### To do
Pictures are not part of the copy; retype all the records below exactly.

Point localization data
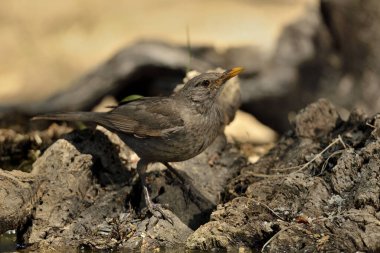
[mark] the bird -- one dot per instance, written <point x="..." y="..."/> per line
<point x="164" y="129"/>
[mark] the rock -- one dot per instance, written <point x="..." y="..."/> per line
<point x="245" y="128"/>
<point x="293" y="201"/>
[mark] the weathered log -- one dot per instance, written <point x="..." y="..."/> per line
<point x="317" y="190"/>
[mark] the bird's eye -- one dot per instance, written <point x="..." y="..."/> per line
<point x="205" y="83"/>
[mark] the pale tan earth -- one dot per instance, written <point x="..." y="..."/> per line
<point x="44" y="45"/>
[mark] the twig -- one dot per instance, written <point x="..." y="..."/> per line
<point x="317" y="156"/>
<point x="275" y="236"/>
<point x="327" y="160"/>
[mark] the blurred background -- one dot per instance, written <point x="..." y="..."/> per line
<point x="45" y="45"/>
<point x="61" y="56"/>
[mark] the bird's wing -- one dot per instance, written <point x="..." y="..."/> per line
<point x="145" y="117"/>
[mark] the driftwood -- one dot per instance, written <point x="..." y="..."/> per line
<point x="317" y="189"/>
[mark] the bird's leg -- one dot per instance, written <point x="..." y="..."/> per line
<point x="155" y="209"/>
<point x="175" y="172"/>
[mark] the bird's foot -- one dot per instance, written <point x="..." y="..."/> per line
<point x="156" y="209"/>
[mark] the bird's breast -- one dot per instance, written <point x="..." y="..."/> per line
<point x="197" y="133"/>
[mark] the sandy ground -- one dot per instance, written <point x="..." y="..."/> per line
<point x="44" y="45"/>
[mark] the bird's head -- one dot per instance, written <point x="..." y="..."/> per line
<point x="204" y="88"/>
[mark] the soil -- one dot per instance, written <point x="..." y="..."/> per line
<point x="317" y="190"/>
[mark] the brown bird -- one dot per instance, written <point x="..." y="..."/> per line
<point x="164" y="129"/>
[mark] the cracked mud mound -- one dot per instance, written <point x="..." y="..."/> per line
<point x="317" y="190"/>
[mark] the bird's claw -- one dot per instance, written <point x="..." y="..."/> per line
<point x="156" y="209"/>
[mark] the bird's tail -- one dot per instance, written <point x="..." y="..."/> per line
<point x="69" y="116"/>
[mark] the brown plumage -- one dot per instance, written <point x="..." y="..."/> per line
<point x="164" y="129"/>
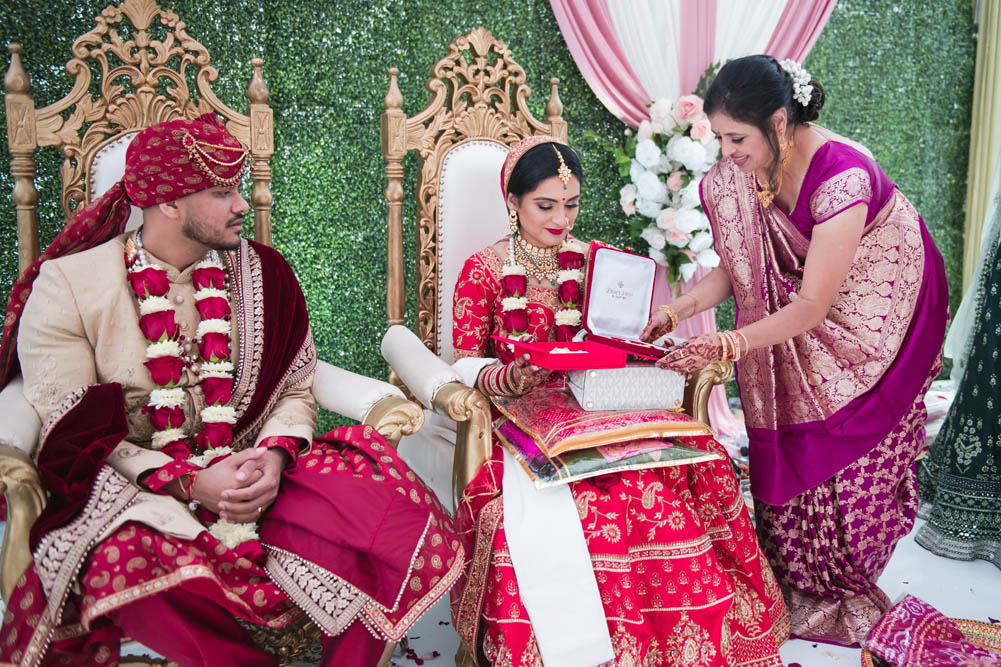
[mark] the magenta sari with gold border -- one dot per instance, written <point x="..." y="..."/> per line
<point x="835" y="416"/>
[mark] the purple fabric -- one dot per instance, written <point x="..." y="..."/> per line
<point x="592" y="39"/>
<point x="794" y="458"/>
<point x="798" y="28"/>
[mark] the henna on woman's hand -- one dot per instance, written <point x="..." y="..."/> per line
<point x="693" y="355"/>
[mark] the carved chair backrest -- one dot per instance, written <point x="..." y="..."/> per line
<point x="478" y="111"/>
<point x="129" y="74"/>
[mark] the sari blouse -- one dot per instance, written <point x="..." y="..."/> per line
<point x="821" y="400"/>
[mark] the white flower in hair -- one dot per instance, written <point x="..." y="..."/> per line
<point x="802" y="90"/>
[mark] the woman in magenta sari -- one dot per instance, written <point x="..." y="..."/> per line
<point x="653" y="566"/>
<point x="841" y="310"/>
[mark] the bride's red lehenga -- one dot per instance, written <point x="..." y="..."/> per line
<point x="680" y="572"/>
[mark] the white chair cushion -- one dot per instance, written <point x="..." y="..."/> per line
<point x="349" y="394"/>
<point x="471" y="215"/>
<point x="429" y="454"/>
<point x="19" y="423"/>
<point x="108" y="168"/>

### Output for this task
[mark] the bird -- one dot per instance, written <point x="..." y="..."/> per line
<point x="164" y="129"/>
[mark] the rock -- one dot per instance, written <point x="..." y="..."/> per line
<point x="245" y="128"/>
<point x="293" y="201"/>
[mark] the weathered log -- one dot per instance, written <point x="..." y="..."/> per line
<point x="317" y="190"/>
[mark] the bird's eye -- one dot per instance, written <point x="..." y="..."/> per line
<point x="205" y="83"/>
[mark] the pale tan earth -- one dot per instance, written <point x="..." y="..."/> per line
<point x="44" y="45"/>
[mark] the twig -- one dot per instance, written <point x="..." y="..."/> per line
<point x="317" y="156"/>
<point x="275" y="236"/>
<point x="327" y="160"/>
[mark] the blurred background -- one dot per instance, written <point x="..." y="..."/> per line
<point x="45" y="45"/>
<point x="61" y="56"/>
[mark] the bird's wing -- one dot per instance, written <point x="..." y="..."/> per line
<point x="145" y="117"/>
[mark] the driftwood -- one dot per instance, written <point x="..." y="..."/> per line
<point x="317" y="189"/>
[mark] the bird's leg -- one dot per instance, written <point x="..." y="..."/> per line
<point x="155" y="209"/>
<point x="175" y="172"/>
[mark] the bird's foot -- one dot per instance, written <point x="..." y="..."/> per line
<point x="156" y="209"/>
[mark] the bird's breast -- one dot per instance, written <point x="..." y="..."/> per line
<point x="197" y="133"/>
[mark] the sandy ground -- one dot per instance, written <point x="..." y="..."/> per line
<point x="44" y="45"/>
[mark] the bird's head -- one dot per instance, written <point x="..." y="..."/> per line
<point x="204" y="88"/>
[mark] the soil -- one dot per instance, written <point x="..." y="..."/> per line
<point x="317" y="190"/>
[mark] the brown bird -- one dot per instance, written <point x="..." y="..."/> per line
<point x="164" y="129"/>
[mark] the cracked mud mound -- one dot per instance, written <point x="..." y="..."/> per line
<point x="317" y="190"/>
[mark] the bird's claw -- one dot per instance, written <point x="..." y="..."/> per line
<point x="156" y="209"/>
[mark] the bird's tail -- one dot per instance, written <point x="..." y="..."/> per line
<point x="69" y="116"/>
[mark] the brown plumage -- one dot per instance, written <point x="..." y="..."/> per line
<point x="164" y="129"/>
[mark] the magenta sari with gold border -- one dot per instance, written <point x="..." y="..."/> per line
<point x="835" y="416"/>
[mark] the purple fabric -- one dot per instance, written <point x="..." y="..."/> per line
<point x="592" y="39"/>
<point x="794" y="458"/>
<point x="798" y="28"/>
[mark] the henna on woman's hand -- one dot per instance, written <point x="..." y="..."/> per line
<point x="693" y="355"/>
[mark] the carved chair backrest -- one dot per instance, written <point x="..." y="..."/> per line
<point x="478" y="111"/>
<point x="129" y="74"/>
[mark] the sari blouse -- one dot per instance, written <point x="..." y="..."/> per line
<point x="821" y="400"/>
[mark] the white flower in hair -- one dot per instance, written <point x="..." y="..."/> per line
<point x="802" y="90"/>
[mark] the woman in magenta sari -- one dot per instance, written <point x="..." y="..."/> per line
<point x="653" y="566"/>
<point x="841" y="310"/>
[mark] the bride's red lehenga -- one dot per instance, written <point x="..." y="..."/> per line
<point x="680" y="572"/>
[mark] the white chair cushion -- one dot per instance, written <point x="..." y="..."/> per line
<point x="349" y="394"/>
<point x="471" y="215"/>
<point x="429" y="454"/>
<point x="19" y="423"/>
<point x="108" y="168"/>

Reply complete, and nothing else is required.